Prompt - Identify each line in the listing below that contains the word "floor", and copy every such line in full.

-- Begin Extracted entries --

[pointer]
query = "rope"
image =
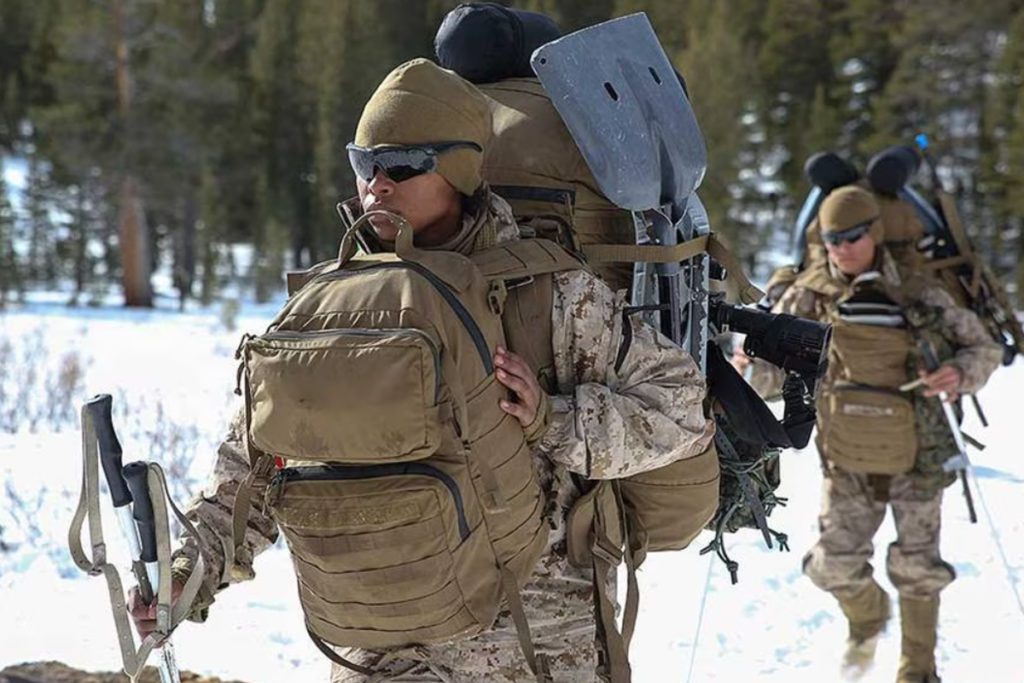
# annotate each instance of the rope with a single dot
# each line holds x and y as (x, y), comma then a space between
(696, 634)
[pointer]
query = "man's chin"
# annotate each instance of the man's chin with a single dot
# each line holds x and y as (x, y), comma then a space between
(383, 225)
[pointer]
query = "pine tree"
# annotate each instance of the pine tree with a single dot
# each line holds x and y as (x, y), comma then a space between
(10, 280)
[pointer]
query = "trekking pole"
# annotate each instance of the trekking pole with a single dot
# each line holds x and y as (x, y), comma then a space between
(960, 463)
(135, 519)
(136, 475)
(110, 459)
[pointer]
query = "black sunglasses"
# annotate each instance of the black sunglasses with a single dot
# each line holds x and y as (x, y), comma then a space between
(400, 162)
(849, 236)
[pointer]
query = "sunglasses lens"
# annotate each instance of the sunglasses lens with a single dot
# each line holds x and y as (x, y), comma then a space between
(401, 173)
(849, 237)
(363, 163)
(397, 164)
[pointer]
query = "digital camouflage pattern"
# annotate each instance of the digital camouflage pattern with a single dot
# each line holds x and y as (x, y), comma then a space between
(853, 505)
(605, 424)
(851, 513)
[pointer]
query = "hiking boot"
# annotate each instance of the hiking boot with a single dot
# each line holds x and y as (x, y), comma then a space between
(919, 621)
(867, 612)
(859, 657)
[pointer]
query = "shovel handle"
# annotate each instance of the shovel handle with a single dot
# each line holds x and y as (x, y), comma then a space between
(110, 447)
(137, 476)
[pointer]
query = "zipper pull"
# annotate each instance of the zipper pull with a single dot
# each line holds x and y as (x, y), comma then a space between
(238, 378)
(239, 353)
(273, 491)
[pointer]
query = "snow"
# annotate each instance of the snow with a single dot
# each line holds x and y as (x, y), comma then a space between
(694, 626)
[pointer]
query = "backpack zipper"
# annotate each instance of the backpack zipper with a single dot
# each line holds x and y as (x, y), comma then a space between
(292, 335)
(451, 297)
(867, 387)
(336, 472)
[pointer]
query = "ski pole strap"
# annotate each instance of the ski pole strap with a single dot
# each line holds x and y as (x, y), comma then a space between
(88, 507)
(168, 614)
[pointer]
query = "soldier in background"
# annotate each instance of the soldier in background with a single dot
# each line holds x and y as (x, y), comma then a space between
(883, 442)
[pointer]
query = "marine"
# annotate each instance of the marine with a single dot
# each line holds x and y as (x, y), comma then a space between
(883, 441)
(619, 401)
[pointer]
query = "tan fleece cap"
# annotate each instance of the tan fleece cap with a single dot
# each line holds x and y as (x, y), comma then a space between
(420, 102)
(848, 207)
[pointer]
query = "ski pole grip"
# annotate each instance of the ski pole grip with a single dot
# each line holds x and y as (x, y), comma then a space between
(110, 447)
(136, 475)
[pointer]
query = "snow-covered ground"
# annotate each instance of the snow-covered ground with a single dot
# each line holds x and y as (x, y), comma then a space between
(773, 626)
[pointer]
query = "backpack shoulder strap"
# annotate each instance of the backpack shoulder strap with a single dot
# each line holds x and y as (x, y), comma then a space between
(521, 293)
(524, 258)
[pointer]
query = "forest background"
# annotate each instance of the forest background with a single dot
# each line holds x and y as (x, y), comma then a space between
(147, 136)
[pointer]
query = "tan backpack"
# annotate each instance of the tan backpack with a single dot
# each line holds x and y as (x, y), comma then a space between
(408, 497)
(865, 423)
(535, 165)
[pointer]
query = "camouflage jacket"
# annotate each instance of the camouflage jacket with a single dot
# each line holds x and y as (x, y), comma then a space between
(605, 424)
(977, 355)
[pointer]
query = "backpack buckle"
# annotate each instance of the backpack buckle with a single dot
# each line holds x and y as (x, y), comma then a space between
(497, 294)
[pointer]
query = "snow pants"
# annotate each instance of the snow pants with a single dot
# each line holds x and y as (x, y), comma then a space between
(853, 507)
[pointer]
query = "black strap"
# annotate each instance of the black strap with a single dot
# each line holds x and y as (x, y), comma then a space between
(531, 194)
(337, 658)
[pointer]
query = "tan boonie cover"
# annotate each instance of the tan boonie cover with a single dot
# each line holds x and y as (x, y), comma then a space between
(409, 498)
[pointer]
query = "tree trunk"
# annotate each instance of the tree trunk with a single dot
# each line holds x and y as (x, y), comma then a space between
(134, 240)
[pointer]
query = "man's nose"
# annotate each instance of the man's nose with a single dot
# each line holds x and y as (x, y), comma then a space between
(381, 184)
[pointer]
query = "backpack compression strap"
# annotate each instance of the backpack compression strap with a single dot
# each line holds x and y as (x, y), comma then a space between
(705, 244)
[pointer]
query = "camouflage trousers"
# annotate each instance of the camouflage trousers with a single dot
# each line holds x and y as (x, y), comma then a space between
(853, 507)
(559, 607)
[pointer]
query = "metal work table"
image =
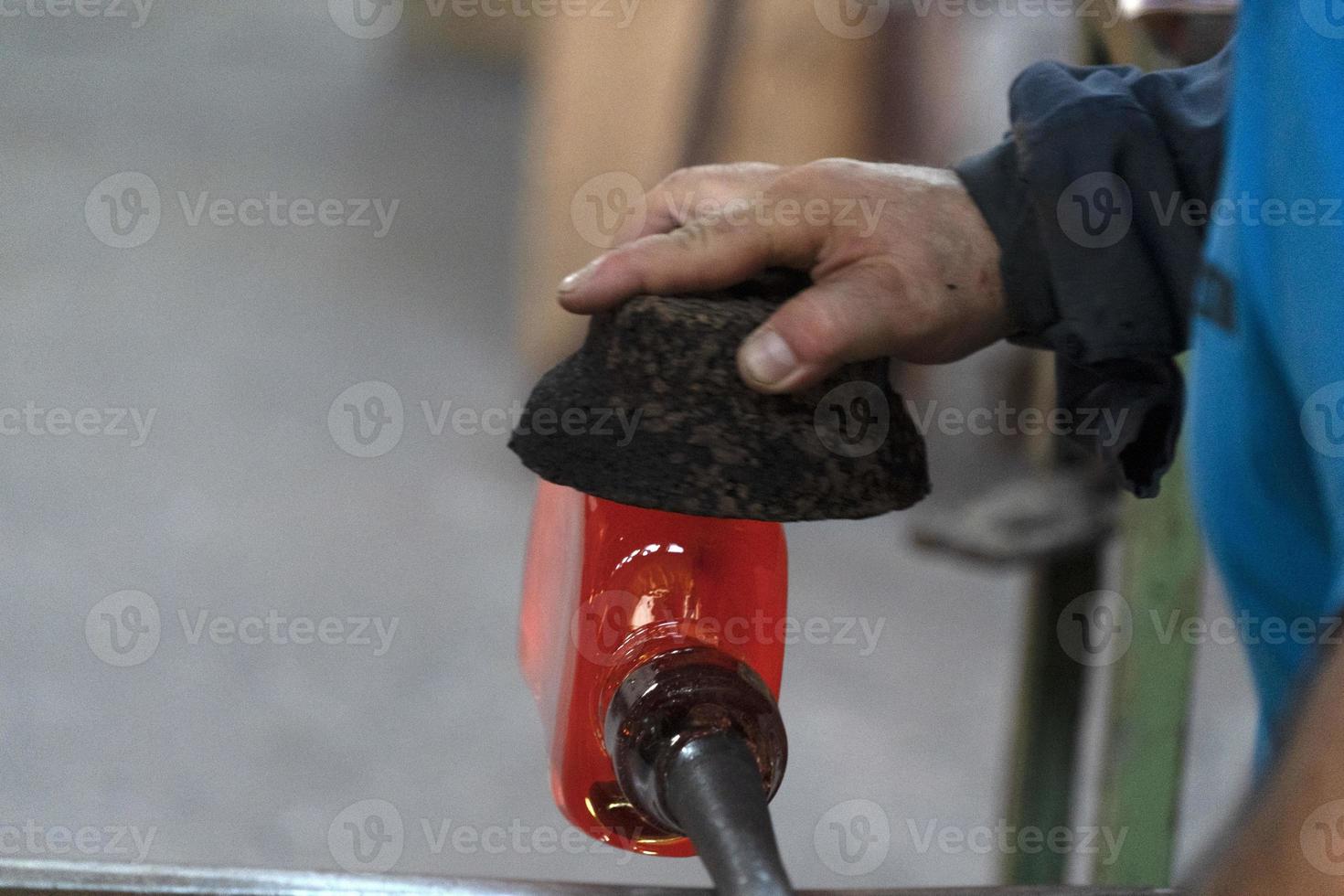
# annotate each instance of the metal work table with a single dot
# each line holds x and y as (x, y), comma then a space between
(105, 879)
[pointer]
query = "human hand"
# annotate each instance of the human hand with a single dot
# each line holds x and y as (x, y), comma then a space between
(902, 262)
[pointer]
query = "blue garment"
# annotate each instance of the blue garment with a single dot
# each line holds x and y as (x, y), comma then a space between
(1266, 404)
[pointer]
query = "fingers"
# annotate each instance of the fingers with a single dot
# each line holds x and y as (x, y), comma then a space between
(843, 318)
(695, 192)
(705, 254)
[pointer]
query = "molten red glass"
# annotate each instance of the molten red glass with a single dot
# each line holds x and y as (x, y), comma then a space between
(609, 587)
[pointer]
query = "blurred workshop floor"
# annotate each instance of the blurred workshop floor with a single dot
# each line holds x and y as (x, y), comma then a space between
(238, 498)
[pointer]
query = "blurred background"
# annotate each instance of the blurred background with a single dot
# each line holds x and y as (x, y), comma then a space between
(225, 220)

-- End Extracted entries --

Task solution -
query = "blurred workshop floor"
# annotate each instance of the blurred workshop floor with a single dot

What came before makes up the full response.